══ Page
Martin Paljak wrote:
<snip>
It accepts ascii-numeric pins, but it is a PIN (with numbers) for
several reasons:
1. People know PIN codes and use them on ATMs => cards have PINs which
are made of numbers
2. I use pinpad readers for obvious reasons, which only have numbers
3. You are not married to your own computer, you might end up somewhere
else where the only option is to use a pinpad (like e-service computers
in local bank offices)
4. "Software legacy" - the same way it is sometimes hard to introduce
hardware cryptography to existing pieces of software, because it is
built following the "keys are in files which might need a password to
open". Same with "chip and pin" software - PIN is a numeric thing for
the masses, only in strange setups you can use something else..
</snip>
Absolutely! Here is another recent addition to the PKI GUI "trauma":
http://www.ietf.org/internet-drafts/draft-ietf-pkix-certimage-00.txt
I have in KeyGen2 selected another method for certimage which is
defining cert-images as token attributes during the key provisioning phase
to be able to support device size adaptation (mobile phones) and higher
issuer freedom for image data (images are only local, never "published").
════
══ Items
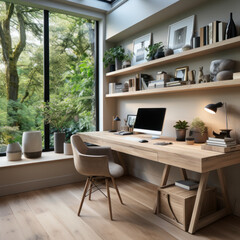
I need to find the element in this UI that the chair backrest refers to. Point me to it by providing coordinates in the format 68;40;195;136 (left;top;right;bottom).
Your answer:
71;135;110;176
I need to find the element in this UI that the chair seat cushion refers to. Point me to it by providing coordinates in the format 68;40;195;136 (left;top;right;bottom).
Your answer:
108;162;124;178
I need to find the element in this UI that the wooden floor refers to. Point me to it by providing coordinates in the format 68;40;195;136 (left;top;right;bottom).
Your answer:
0;177;240;240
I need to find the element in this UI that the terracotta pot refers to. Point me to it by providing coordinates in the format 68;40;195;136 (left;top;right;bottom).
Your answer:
6;142;22;161
22;131;42;158
176;129;186;141
54;132;65;153
64;143;73;155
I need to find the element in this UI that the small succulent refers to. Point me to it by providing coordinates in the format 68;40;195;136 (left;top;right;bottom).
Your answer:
173;120;189;129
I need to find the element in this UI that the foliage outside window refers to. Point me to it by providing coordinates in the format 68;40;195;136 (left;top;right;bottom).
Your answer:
0;1;95;152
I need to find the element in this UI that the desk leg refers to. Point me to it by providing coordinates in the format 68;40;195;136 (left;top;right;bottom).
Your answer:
153;164;171;214
188;172;209;233
180;168;188;180
217;168;232;214
117;152;128;176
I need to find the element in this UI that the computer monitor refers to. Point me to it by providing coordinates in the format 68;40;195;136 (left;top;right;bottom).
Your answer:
133;108;166;138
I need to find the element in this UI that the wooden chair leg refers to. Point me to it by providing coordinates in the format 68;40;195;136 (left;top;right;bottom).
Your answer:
88;178;93;200
111;177;123;204
78;177;90;216
105;178;113;220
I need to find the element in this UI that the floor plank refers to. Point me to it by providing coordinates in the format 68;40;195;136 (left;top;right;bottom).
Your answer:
0;177;240;240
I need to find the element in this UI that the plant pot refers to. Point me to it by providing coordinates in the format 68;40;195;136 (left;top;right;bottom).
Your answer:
176;129;186;141
189;128;208;143
115;58;122;70
64;143;73;155
109;64;115;72
122;61;131;68
154;49;165;59
6;142;22;161
54;132;65;153
22;131;42;158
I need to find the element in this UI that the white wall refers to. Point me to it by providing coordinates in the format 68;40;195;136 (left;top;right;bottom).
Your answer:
104;0;240;215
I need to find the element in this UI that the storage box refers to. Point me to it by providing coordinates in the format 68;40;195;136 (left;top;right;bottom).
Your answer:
157;185;216;231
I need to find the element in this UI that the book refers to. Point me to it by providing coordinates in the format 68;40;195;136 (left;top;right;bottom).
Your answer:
212;21;220;43
175;180;198;190
206;140;237;147
218;22;227;42
208;137;235;142
200;27;204;47
208;22;213;44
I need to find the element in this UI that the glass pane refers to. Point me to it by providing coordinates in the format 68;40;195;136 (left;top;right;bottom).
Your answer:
0;1;43;152
49;13;96;146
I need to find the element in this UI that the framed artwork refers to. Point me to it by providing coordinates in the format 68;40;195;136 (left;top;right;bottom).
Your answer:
127;114;136;128
132;33;152;66
175;67;188;81
168;15;195;53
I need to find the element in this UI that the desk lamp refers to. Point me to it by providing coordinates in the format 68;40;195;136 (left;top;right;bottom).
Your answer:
109;115;121;132
204;102;232;138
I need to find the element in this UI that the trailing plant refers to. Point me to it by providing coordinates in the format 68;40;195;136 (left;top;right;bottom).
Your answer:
103;46;125;68
173;120;189;129
191;117;206;135
145;42;163;60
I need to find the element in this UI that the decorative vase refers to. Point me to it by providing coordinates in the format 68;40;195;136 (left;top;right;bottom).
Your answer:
225;13;237;39
154;49;164;59
176;129;186;141
54;132;65;153
6;142;22;161
64;142;73;155
115;58;122;70
109;64;115;72
189;128;208;143
22;131;42;158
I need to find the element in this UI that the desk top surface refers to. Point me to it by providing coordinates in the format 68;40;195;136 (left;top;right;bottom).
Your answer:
80;132;240;172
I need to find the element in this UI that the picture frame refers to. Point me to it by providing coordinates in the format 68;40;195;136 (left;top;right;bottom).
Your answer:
127;114;137;128
168;15;195;53
175;66;188;81
132;33;152;66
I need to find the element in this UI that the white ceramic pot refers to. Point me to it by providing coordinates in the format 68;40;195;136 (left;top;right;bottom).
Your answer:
64;143;73;155
22;131;42;158
6;142;22;161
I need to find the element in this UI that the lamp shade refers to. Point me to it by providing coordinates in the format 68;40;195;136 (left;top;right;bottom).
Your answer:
114;116;121;121
204;102;223;114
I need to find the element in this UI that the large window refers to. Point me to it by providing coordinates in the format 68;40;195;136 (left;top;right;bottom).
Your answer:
0;1;96;153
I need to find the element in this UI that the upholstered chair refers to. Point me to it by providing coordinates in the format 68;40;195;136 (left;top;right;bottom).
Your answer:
71;134;124;220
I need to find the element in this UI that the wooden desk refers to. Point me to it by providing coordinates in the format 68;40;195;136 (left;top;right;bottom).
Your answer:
80;132;240;233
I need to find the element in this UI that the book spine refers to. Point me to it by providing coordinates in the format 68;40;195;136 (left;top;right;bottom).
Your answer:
200;27;204;47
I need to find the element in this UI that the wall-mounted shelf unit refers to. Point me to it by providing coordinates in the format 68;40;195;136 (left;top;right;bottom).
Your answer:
106;79;240;98
106;36;240;80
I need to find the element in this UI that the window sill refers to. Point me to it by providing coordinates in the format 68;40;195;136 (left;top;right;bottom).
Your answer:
0;152;73;168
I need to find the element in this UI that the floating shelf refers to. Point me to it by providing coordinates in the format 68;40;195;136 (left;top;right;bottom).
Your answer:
106;36;240;79
106;79;240;98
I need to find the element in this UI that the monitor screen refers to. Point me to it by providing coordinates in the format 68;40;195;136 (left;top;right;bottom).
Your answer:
134;108;166;136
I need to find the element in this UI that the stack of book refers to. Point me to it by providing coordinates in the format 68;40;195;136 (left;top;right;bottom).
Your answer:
200;21;227;46
207;137;237;147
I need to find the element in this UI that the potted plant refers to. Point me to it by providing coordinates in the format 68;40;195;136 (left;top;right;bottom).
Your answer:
103;46;125;72
0;126;22;161
145;42;164;61
43;100;77;153
189;117;208;143
173;120;189;141
122;52;133;68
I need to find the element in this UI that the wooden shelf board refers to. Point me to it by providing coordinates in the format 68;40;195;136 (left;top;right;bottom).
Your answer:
106;36;240;79
106;79;240;98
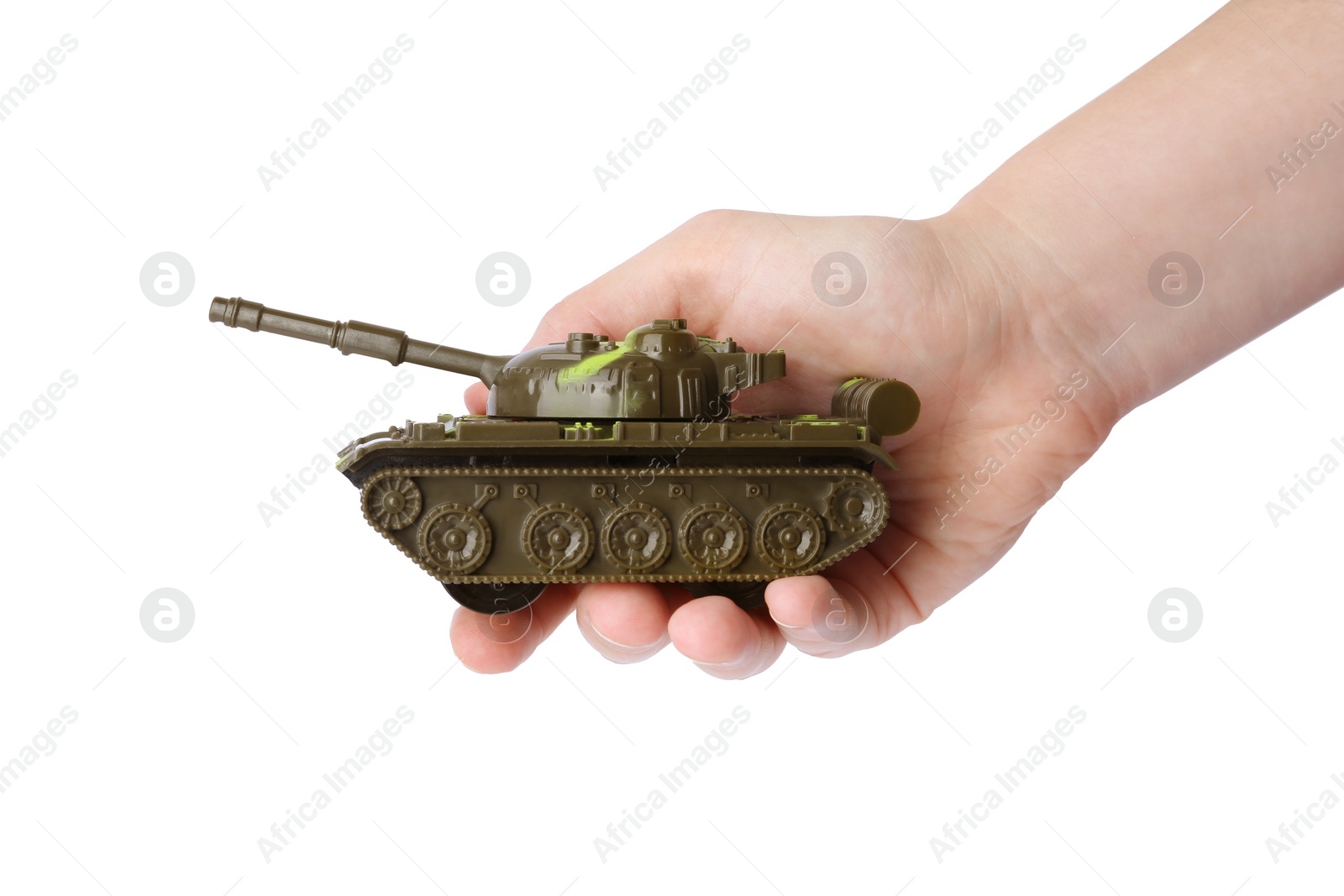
════
• _Required tasks_:
(a) According to the post, what is the only kind of key that pinpad readers have?
(b) Find every line in the records that contains the string "plant", and copy each of those lines. Case counts.
These records are unrelated to the post.

• _Solutions by task_:
(a) Pinpad readers only have numbers.

(b)
I need to find the element in this UI that the plant pot refers to. Point me to it by providing coordinates in the format 68;40;195;136 (left;top;right;bottom).
I need to find the element in this UI that the trailing plant refers to. Point me to it by providing coordinates in the format 68;40;195;136 (left;top;right;bottom).
I need to find the element in this UI that the potted plant refers to. Point me to it by providing coordinates in the format 68;40;195;136 (left;top;right;bottom).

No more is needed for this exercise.